Please copy every row below word for word, keeping each one on its own line.

Extracted data entries:
============================================================

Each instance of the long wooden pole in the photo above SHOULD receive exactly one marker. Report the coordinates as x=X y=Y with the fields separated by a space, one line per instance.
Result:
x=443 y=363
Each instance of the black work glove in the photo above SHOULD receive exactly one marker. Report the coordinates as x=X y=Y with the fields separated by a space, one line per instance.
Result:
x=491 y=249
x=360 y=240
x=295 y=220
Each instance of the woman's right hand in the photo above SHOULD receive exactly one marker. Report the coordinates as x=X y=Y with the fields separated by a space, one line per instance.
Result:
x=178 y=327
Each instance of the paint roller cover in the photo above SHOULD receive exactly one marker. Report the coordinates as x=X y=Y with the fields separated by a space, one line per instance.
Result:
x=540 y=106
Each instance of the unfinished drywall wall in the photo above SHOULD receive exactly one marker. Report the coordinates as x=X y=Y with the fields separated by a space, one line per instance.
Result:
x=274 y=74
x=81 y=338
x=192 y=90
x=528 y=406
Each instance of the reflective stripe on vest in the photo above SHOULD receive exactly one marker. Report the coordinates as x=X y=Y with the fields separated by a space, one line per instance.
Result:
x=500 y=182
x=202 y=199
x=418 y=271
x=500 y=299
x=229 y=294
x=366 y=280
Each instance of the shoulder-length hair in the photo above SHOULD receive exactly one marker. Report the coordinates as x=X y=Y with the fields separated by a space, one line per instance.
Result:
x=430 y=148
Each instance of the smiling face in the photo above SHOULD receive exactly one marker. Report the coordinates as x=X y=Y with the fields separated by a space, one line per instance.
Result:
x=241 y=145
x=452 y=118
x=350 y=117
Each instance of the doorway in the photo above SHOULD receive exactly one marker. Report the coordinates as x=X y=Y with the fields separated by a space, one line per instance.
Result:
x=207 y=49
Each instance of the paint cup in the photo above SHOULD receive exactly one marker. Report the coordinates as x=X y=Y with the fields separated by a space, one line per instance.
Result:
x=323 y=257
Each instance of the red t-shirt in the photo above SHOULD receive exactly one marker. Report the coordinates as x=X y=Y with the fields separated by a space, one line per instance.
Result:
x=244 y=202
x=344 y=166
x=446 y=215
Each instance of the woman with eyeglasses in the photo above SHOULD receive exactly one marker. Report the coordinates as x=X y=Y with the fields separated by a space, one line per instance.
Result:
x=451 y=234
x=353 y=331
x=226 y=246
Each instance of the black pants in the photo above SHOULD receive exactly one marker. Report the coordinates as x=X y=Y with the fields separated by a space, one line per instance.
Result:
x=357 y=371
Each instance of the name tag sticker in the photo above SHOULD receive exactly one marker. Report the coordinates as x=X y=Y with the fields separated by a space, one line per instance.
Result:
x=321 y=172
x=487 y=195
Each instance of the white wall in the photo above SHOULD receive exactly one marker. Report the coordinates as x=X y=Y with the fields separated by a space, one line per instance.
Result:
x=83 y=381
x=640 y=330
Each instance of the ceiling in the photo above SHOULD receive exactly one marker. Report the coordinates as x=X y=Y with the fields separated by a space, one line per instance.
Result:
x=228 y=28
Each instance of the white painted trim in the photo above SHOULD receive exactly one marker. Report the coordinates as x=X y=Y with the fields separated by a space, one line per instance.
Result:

============================================================

Answer to this problem:
Each instance of the long wooden pole in the photo above SHOULD receive exactly one marker. Report the coordinates as x=X y=Y with the fields separated by a space, one line per instance.
Result:
x=443 y=363
Each instance of the black work glove in the photo above SHOULD receive exactly one marker. Report the coordinates as x=X y=Y with the fields separated by a space, one line per instance.
Result:
x=491 y=249
x=360 y=240
x=295 y=220
Each instance of the woman's right hand in the photo above SHOULD receive exactly one marker. Report the coordinates as x=X y=Y with the fields separated by a space, one line per instance.
Result:
x=178 y=327
Each instance of the paint roller cover in the photo above SHOULD receive exactly one marker. Report the coordinates as x=X y=Y with the fields separated by a space, one line per instance.
Result:
x=540 y=106
Each instance of the unfinished drywall wall in the photo above SHOULD receive exactly one marker. Report the coordinates as x=X y=Y with the fields separated by a space, one line per instance.
Result:
x=274 y=74
x=81 y=338
x=192 y=90
x=528 y=406
Each instance of the reflective stripe on vest in the photo above SHOULD receive exactly one marker. Report the coordinates as x=X y=Y with the fields separated by a space, one line per instance.
Result:
x=500 y=182
x=202 y=199
x=418 y=271
x=500 y=299
x=229 y=294
x=366 y=280
Each instance of the shoulder-length hair in the photo above SHOULD receive exactly one marker. Report the coordinates as x=X y=Y with the fields separated by a space, one line per instance.
Result:
x=430 y=148
Each instance of the smiling face in the photo above SHOULD receive exactly one marker. Report the coordinates as x=X y=Y with the fields separated by a space, one line per instance.
Result:
x=241 y=145
x=452 y=118
x=350 y=117
Each instance of the doorway in the photo above SHOULD receive exactly one marker. Report the coordinates as x=X y=Y with the fields separated by a space, one line per instance.
Result:
x=207 y=49
Each instance of the paint cup in the photo above SHOULD receive exactly one marker. Report the coordinates as x=X y=Y with the fields separated by a space, one line per instance.
Result:
x=323 y=257
Each instance of the red t-shirt in the photo above SHOULD receive exactly one marker. Report the coordinates as x=X y=Y with the fields separated by a space, one line per instance.
Result:
x=244 y=202
x=344 y=166
x=446 y=215
Each instance of the woman with eyeglasses in the photo above SHOULD receive exactly one marker. Report the coordinates as x=X y=Y with the fields separated by a space, one line per instance.
Result:
x=451 y=234
x=353 y=331
x=226 y=246
Each instance of the black pants in the photo above SHOULD receive exactly one marker. Report the coordinates as x=X y=Y with the fields separated by a space, one line per instance.
Result:
x=357 y=371
Each instance of the name tag sticker in the photo above SHOULD receive exactly one marker. Report the coordinates as x=X y=Y with the fields separated by a space, one line per instance.
Result:
x=321 y=172
x=487 y=195
Each instance of the white wall in the photo above SHOULD receive exactly one marker. Report the coordinates as x=X y=Y with the fields separated by a space, one line per instance.
Result:
x=83 y=381
x=640 y=330
Each instance of the ceiling in the photo above SHOULD receive exactly one marker. Report the coordinates as x=X y=Y with the fields separated by a space, one line per instance.
Result:
x=228 y=28
Each instance of the white painted trim in the photo above SHOULD receive exactly one marker. Report the coordinates as x=X y=Y with the fields separated by a space, one line per instance.
Result:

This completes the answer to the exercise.